EXCERPT:
My head's still spinning from all of the plot derailments and non-linear story. But the only thing bad about S4's premiere was no Monarch and Dr Mrs Girlfriend. :up: overall. 

Is the T-Shirt thingy goin on this season?


----------



## Amnesia (Jan 30, 2005)

Saturn_V said:


> But the only thing bad about S4's premiere was no Monarch and Dr Mrs Girlfriend.


Weren't they there in the flashback at the very beginning?


Saturn_V said:


> Is the T-Shirt thingy goin on this season?


No. IIRC, they were kind of overwhelmed by the logistics last time...


----------



## dmdeane (Apr 17, 2000)

Good explanation of the episode 1 timeline order.



> __ https://twitter.com/i/web/status/4984045489
> @MissJennaLauren *Brock story runs forward from season 3 finale, Venture family story runs backwards to season 3 finale.
> *
> about 11 hours ago from web in reply to MissJennaLauren
> ...


East coast feed was fine. Apparently west coast feed only showed half the episode:



> __ https://twitter.com/i/web/status/4985819894
> The West Coast broadcast of Venture Brothers showed the first half TWICE. Go Team ****up.
> 
> about 9 hours ago from web
> ...


----------



## dmdeane (Apr 17, 2000)

Amnesia said:


> Weren't they there in the flashback at the very beginning?


Yes but I would say that doesn't really count.

Based on preview of episode 2, however, both The Monarch and Mrs. The Monarch will be in the next episode.


----------



## dmdeane (Apr 17, 2000)

Saturn_V said:


> My head's still spinning from all of the plot derailments and non-linear story.


Multiple viewings does help.

Hint: you can use Brock and Hank's hair length to tell the passage of time. Brock's gets longer and Hank's gets shorter...until the final scene when they are back in "present time" and both Brock and Hank have long hair.


----------



## wmcbrine (Aug 2, 2003)

dmdeane said:


> Hint: you can use Brock and Hank's hair length to tell the passage of time.


The bars with the numbers are the best, once you figure out what they are.


----------



## dmdeane (Apr 17, 2000)

wmcbrine said:


> The bars with the numbers are the best, once you figure out what they are.


Neither Hitler nor Dr. Venture are fans of classic comic books, apparently!


----------



## TheSlyBear (Dec 26, 2002)

wmcbrine said:


> The bars with the numbers are the best, once you figure out what they are.


Hint?


----------



## Aniketos (Mar 6, 2006)

WRITTEN TASK 1: In the Venture Brothers thread, what went wrong with the West Coast broadcast of the premiere?
WRITTEN TASK 2: Using the Venture Brothers thread, explain why the T-shirt thing isn't happening this season.
WRITTEN TASK 3: Write the next post in the Venture Brothers thread, picking up after its last line.

DATA LINES:
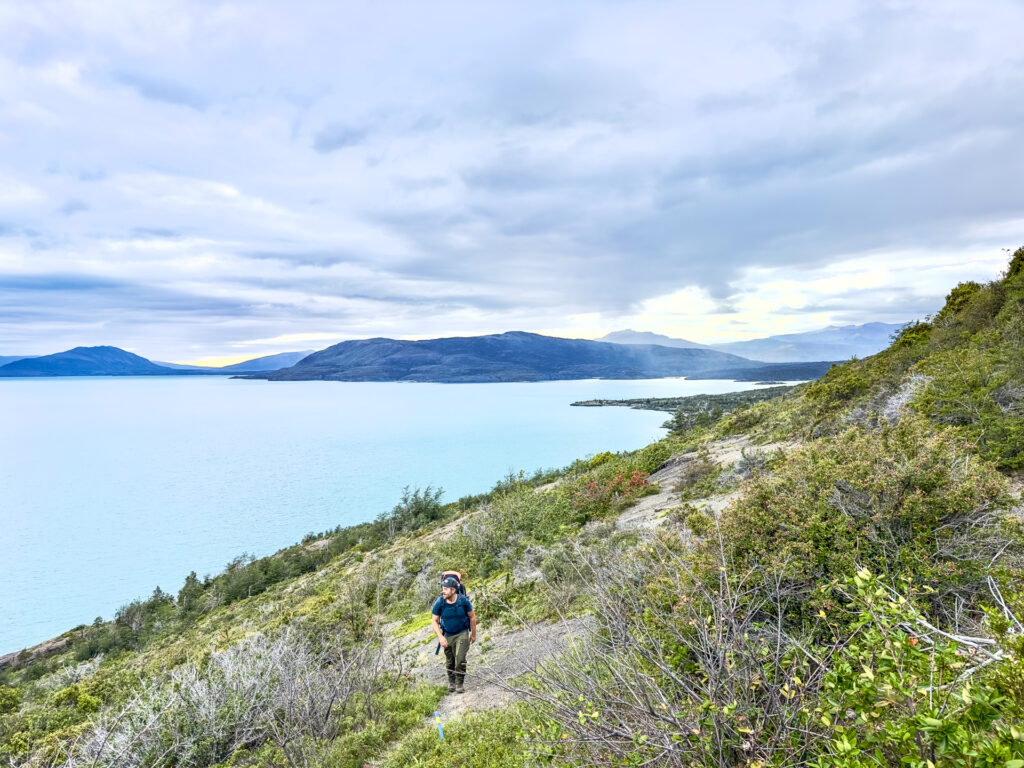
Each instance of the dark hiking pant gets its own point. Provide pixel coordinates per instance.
(455, 656)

RESULT 1: It showed the first half of the episode twice.

RESULT 2: Amnesia answers that it isn't happening this season. As Amnesia recalls it, they were somewhat overwhelmed by the logistics the last time they ran it.

RESULT 3:
bootedbear said:


> Hint?


The value of the comic book, since the Venture timeline is going backwards the value of the comic goes up as it's less destroyed.


----------



## TiVoStephen (Jun 27, 2000)

Adult Swim has announced they will be airing repeats of S4E1 of Venture Brothers at 12:30am for the next few nights (through Friday at 12:30am). Your DVR schedule will still show that Aqua Teen Hunger Force is airing.

EDIT: More details in Season Pass alerts:
http://www.tivocommunity.com/tivo-vb/showthread.php?t=435619


----------



## Bob Coxner (Dec 1, 2004)

I think it may take several viewings before I have the faintest idea what the hell is happening. I'm a big fan but this one made my head hurt. It wasn't helped by CN screwing it for the West Coast showing and repeating the first 15 minutes rather than the final 15. I was so confused by that point that I was wondering if that was the way it was intended to be shown. :-(


----------



## Tangent (Feb 25, 2005)

wmcbrine said:


> The bars with the numbers are the best, once you figure out what they are.


It wasn't until the it got removed from it's packaging, opened, and the value started plummeting that I got what the hell that was all about...


----------



## dmdeane (Apr 17, 2000)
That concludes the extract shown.